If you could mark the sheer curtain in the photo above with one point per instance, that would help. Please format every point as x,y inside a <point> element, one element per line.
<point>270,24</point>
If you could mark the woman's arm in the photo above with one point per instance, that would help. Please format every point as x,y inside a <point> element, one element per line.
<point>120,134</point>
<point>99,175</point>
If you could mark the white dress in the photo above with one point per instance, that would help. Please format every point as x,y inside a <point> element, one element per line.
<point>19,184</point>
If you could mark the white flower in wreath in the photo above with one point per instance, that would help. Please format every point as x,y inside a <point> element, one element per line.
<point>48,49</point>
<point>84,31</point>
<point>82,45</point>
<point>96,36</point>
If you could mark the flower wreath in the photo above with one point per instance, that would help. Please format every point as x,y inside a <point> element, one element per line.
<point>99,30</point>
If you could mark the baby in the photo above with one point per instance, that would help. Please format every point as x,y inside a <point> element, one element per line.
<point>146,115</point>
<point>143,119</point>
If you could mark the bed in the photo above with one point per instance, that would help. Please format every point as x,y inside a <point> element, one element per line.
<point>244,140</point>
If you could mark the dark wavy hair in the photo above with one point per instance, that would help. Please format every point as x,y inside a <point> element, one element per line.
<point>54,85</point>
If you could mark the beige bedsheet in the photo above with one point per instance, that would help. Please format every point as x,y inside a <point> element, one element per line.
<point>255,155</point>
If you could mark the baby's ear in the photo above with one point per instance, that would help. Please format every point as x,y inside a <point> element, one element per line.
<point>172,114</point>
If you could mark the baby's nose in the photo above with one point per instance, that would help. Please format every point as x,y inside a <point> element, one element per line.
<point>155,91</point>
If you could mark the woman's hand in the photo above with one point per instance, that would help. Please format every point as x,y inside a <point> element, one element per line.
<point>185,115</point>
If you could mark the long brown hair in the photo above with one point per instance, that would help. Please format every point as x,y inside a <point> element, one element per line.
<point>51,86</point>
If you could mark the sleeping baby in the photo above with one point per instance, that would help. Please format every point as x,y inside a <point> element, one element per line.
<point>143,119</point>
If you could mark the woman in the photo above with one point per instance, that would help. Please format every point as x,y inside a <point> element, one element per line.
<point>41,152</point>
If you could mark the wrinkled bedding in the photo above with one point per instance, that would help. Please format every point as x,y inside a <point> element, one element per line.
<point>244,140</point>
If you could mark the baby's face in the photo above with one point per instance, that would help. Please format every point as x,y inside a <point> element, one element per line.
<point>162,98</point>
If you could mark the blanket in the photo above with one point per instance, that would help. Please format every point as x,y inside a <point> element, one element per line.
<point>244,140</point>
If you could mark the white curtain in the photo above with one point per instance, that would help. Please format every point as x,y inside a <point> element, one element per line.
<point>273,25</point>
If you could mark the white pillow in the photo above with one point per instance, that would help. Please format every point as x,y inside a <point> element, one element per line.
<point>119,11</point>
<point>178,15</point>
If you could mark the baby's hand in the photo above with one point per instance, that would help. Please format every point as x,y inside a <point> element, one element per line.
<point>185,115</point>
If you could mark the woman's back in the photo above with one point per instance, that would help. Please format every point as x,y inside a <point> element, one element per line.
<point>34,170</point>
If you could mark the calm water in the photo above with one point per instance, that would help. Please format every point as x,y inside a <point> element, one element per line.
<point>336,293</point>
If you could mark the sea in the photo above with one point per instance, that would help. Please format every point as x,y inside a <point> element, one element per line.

**What you are asked to do:** Extract all of the data shown above and repeat it verbatim.

**Exercise answer:**
If you could mark the sheer curtain in the photo above with one point per instance, that would help. Please format every point as x,y inside a <point> element, one element per line.
<point>270,24</point>
If you could mark the woman's arm in the photo above with one point per instance, that would help. Please format every point as x,y inside a <point> element, one element per line.
<point>120,134</point>
<point>99,175</point>
If you could mark the white dress in the photo above with one point per instance, that would help. Please format every point as x,y inside a <point> element, one element per line.
<point>19,184</point>
If you could mark the white flower in wreath in the photo above with one point per instance, that would help. Please format every point as x,y inside a <point> element, one element per line.
<point>48,49</point>
<point>84,31</point>
<point>82,45</point>
<point>96,36</point>
If you could mark the flower wreath in the photo above with one point per instance, that would help. Please format every point as x,y inside a <point> element, one element per line.
<point>99,30</point>
If you could mark the baby in the photo above with one point per instance, that would help. Please format every point as x,y inside a <point> element, one element per line.
<point>146,115</point>
<point>143,119</point>
If you could mark the bed in the photo above with one point per instance, that would help. Please format every point as x,y inside a <point> element, one element per line.
<point>244,140</point>
If you could mark the dark wavy hair in the photo above with one point per instance, that would help. Please format every point as x,y inside a <point> element, one element per line.
<point>54,85</point>
If you could mark the beige bedsheet in the photo above with one point per instance, that would help. Please format every point as x,y inside a <point> element, one element per line.
<point>255,155</point>
If you could mark the baby's ear in the photo above with one point per instance, that would help. Please format every point as x,y inside a <point> element, one element per line.
<point>172,114</point>
If you could mark the baby's nose in the photo above with one point per instance, that would help. Please format every point as x,y inside a <point> element, one element per line.
<point>155,91</point>
If you could mark the woman's hand in the photo above with one point per instance, that would help. Please format every point as x,y inside a <point> element, one element per line.
<point>185,115</point>
If you could mark the long brown hair in the photo above with one point per instance, that would help. Please format every point as x,y inside a <point> element, one element per line.
<point>51,86</point>
If you could mark the sleeping baby in the photo above with one point per instance, that would help. Please format every point as x,y inside a <point> element, one element per line.
<point>143,119</point>
If you could mark the woman in the photo above with one point per instance, that would help. Please format every point as x,y inside a <point> element, one element per line.
<point>41,152</point>
If you could mark the wrinkled bedding in the photo above with one point per instance, that would help. Please format every point as x,y inside a <point> element, one element per line.
<point>244,140</point>
If you could mark the baby's face in the photo above with one point per instance, that would help. Please format every point as x,y inside a <point> element, one element per line.
<point>162,98</point>
If you could mark the blanket in the photo above with one point per instance, that would help. Please format every point as x,y inside a <point> element, one element per line.
<point>244,140</point>
If you could mark the white curtain in the photo above with one point per instance, that would help. Please format every point as x,y inside a <point> element, one element per line.
<point>273,25</point>
If you could mark the white pillow in the photo above with one point per instance, that would help. Please format every point as x,y inside a <point> element, one element per line.
<point>119,11</point>
<point>178,15</point>
If you could mark the baby's hand in the photo above with one point per instance, that would help. Please format every point as x,y inside a <point> element, one element per line.
<point>185,115</point>
If you could mark the woman's back in the photo above with one point per instance, that would help. Please format every point as x,y inside a <point> element, one element per line.
<point>34,170</point>
If you could mark the calm water in the photo above with one point per instance, that would help. Please format every point as x,y inside a <point> element, one element per line.
<point>336,293</point>
If you could mark the sea in the photo above with one point per instance, that would help. Please format every point as x,y inside a <point> element, one element per line.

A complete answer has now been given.